** Exercise directions **
Which lines of the records below contain the word "window"? Copy each of those lines in full.

===== Data provided =====

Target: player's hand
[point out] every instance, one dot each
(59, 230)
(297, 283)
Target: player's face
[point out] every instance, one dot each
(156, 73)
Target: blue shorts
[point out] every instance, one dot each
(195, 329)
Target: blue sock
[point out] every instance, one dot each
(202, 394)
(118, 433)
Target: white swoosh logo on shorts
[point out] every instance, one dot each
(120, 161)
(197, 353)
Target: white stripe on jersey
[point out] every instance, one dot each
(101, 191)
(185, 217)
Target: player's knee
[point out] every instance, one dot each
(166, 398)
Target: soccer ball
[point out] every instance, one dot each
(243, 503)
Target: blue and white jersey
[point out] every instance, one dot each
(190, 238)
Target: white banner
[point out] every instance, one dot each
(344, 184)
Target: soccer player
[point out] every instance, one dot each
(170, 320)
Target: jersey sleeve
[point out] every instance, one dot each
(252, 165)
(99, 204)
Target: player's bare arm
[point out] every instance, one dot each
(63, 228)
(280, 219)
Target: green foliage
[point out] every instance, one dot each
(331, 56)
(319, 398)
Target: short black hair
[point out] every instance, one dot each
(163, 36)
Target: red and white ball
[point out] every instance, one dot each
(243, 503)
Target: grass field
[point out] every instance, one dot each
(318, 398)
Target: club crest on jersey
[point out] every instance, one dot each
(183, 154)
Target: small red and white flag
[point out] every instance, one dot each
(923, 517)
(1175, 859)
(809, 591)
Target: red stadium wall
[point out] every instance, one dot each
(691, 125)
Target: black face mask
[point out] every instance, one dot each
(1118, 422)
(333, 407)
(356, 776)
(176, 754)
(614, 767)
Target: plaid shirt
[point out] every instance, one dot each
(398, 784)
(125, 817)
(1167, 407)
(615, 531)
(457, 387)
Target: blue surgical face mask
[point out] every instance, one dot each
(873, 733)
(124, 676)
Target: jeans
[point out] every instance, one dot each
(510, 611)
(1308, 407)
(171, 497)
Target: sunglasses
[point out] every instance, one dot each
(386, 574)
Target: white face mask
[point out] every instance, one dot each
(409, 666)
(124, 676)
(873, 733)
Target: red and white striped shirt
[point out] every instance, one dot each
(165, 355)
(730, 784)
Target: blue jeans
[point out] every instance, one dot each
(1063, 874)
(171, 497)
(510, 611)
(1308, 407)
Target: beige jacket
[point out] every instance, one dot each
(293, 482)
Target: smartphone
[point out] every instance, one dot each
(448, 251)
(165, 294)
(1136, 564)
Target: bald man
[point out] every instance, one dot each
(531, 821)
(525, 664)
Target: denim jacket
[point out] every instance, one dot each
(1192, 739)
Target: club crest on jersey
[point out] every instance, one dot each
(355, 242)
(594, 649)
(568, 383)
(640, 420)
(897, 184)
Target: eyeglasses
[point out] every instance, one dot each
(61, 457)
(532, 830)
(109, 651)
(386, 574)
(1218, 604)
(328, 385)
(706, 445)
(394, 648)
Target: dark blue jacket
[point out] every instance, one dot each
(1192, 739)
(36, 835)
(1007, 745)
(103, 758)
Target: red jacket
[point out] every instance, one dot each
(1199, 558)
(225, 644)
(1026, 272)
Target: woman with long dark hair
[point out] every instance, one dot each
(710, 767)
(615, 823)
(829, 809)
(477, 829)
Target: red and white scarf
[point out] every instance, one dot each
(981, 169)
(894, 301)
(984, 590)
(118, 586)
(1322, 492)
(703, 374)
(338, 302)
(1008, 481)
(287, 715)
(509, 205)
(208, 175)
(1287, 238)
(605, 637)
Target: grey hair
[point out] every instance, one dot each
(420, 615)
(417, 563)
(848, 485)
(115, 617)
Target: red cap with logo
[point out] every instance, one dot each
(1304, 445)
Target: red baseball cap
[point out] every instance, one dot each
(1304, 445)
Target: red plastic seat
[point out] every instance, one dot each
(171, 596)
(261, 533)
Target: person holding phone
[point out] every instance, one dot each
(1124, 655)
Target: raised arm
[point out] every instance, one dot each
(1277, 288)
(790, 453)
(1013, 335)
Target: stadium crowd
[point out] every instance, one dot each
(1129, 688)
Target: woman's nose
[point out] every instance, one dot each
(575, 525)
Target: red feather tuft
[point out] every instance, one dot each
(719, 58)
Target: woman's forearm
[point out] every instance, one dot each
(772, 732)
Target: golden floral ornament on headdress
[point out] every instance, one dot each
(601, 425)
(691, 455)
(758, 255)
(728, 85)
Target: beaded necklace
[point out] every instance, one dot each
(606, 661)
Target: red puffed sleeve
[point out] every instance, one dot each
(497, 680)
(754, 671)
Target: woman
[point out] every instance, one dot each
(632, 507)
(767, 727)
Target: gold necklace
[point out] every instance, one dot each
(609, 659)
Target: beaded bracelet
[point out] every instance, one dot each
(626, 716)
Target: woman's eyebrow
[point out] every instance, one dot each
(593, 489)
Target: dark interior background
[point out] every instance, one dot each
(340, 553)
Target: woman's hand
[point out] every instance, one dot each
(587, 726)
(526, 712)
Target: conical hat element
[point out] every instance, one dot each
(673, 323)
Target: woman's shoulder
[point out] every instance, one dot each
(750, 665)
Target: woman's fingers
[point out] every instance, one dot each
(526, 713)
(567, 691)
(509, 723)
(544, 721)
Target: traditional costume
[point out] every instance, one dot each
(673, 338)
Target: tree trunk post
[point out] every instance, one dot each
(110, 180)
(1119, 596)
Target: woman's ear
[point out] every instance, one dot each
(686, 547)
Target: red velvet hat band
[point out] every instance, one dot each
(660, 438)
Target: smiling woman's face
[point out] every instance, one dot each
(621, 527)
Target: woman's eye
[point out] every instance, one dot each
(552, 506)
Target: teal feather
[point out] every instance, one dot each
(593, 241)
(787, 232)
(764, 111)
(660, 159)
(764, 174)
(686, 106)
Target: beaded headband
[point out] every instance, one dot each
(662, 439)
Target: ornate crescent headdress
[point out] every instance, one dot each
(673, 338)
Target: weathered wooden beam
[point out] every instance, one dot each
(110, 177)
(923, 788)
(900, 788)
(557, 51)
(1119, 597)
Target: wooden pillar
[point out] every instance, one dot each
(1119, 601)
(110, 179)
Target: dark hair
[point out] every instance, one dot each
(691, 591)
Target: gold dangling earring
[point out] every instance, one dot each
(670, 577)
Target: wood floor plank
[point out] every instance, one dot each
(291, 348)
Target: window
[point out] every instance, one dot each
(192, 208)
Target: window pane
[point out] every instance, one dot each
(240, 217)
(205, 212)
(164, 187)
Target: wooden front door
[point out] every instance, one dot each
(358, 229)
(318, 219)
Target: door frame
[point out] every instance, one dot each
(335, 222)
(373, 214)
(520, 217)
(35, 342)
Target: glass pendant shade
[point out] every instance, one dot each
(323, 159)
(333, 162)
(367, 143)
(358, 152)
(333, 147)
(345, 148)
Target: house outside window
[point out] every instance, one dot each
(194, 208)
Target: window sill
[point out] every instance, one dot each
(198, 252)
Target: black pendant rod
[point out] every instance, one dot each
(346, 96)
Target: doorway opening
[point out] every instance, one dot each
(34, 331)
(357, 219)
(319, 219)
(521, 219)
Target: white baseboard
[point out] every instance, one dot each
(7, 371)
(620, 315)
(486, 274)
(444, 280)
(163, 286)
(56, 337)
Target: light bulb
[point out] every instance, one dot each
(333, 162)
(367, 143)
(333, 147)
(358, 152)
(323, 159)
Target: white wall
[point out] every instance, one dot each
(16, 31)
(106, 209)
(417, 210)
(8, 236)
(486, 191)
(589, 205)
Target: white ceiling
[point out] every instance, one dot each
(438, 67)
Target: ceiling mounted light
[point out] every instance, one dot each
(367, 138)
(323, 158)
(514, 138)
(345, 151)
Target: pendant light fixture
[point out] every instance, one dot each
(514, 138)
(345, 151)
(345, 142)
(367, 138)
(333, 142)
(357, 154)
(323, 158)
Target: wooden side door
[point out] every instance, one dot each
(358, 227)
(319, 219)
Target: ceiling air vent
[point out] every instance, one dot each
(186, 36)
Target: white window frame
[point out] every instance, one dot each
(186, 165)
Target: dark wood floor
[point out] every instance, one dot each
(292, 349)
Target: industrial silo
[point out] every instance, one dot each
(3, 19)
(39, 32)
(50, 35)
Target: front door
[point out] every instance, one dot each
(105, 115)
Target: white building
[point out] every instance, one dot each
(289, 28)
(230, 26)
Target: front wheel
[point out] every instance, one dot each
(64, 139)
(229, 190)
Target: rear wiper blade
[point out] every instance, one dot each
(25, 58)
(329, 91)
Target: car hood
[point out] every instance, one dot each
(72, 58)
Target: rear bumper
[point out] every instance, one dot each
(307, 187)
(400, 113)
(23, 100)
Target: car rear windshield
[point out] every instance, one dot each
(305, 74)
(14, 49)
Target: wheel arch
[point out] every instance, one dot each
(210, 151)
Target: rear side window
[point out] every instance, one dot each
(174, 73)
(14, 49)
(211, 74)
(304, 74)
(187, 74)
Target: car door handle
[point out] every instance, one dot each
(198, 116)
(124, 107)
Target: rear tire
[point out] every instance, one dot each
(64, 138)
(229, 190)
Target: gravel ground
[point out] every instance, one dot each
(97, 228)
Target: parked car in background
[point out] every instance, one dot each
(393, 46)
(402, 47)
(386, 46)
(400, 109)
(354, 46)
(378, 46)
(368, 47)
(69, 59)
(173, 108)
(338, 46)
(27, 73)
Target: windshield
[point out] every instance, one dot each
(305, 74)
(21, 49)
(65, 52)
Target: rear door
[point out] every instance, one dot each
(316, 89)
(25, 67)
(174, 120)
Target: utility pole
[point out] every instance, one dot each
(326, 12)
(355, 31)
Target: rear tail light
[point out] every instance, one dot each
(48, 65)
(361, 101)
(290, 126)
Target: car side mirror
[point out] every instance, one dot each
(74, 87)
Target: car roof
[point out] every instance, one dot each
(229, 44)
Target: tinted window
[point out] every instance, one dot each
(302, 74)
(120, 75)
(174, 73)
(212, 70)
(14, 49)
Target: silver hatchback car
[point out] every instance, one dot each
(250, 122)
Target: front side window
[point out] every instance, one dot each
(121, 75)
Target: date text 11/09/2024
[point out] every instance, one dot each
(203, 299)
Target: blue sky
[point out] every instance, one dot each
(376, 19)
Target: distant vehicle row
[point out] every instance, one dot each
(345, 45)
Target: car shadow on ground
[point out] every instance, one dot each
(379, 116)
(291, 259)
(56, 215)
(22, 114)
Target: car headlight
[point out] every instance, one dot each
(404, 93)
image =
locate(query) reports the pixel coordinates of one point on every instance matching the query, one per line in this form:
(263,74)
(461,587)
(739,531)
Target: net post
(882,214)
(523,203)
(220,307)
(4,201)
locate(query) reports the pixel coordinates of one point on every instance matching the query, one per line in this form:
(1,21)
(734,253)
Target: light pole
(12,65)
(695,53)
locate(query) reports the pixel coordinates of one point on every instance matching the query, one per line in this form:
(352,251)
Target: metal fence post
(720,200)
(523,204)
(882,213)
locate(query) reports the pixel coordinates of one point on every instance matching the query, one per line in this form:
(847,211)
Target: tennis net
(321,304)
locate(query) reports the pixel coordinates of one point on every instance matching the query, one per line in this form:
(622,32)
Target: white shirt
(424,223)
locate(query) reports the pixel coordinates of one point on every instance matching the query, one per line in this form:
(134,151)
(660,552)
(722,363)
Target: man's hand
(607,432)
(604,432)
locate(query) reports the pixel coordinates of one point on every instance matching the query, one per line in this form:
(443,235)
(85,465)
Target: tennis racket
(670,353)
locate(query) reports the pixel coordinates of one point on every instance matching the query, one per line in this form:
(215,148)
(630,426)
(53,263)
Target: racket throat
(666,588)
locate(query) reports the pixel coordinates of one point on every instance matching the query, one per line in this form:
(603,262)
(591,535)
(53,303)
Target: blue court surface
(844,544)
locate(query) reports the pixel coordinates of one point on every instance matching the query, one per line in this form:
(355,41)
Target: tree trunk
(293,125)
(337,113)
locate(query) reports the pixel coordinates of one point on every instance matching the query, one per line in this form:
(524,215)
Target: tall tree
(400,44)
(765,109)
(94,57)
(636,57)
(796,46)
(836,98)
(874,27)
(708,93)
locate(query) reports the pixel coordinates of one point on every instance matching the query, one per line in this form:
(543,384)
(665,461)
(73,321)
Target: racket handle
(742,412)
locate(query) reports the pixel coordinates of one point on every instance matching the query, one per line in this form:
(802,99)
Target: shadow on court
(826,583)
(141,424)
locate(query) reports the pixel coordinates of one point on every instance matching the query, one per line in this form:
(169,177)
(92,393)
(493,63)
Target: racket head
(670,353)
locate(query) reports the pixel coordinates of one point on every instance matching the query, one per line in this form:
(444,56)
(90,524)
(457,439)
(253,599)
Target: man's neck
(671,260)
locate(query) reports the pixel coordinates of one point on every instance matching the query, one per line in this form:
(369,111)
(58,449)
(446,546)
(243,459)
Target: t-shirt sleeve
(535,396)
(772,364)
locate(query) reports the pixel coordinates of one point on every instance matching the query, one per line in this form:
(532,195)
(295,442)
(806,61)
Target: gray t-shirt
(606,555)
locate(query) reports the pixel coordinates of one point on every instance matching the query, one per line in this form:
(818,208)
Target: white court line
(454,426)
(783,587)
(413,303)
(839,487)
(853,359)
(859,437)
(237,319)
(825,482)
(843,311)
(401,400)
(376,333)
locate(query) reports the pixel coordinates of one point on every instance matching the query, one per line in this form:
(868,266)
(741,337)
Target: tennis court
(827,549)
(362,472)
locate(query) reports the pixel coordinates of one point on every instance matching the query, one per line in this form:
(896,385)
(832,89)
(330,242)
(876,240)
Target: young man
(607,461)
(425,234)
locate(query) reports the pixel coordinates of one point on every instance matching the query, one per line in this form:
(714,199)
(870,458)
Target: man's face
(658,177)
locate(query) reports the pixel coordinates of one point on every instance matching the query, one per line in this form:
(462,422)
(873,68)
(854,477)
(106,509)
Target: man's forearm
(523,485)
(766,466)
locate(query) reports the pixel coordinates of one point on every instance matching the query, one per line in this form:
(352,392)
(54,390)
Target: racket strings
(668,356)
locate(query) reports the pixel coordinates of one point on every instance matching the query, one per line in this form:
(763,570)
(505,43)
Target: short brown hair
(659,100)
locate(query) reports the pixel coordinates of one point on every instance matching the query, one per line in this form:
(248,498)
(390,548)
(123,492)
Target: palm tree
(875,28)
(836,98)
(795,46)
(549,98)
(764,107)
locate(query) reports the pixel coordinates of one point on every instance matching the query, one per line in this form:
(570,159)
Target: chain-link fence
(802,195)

=====

** Final result **
Target: window
Target: window pane
Target: house outside window
Target: window sill
Target: white window frame
Target: rear side window
Target: tinted window
Target: front side window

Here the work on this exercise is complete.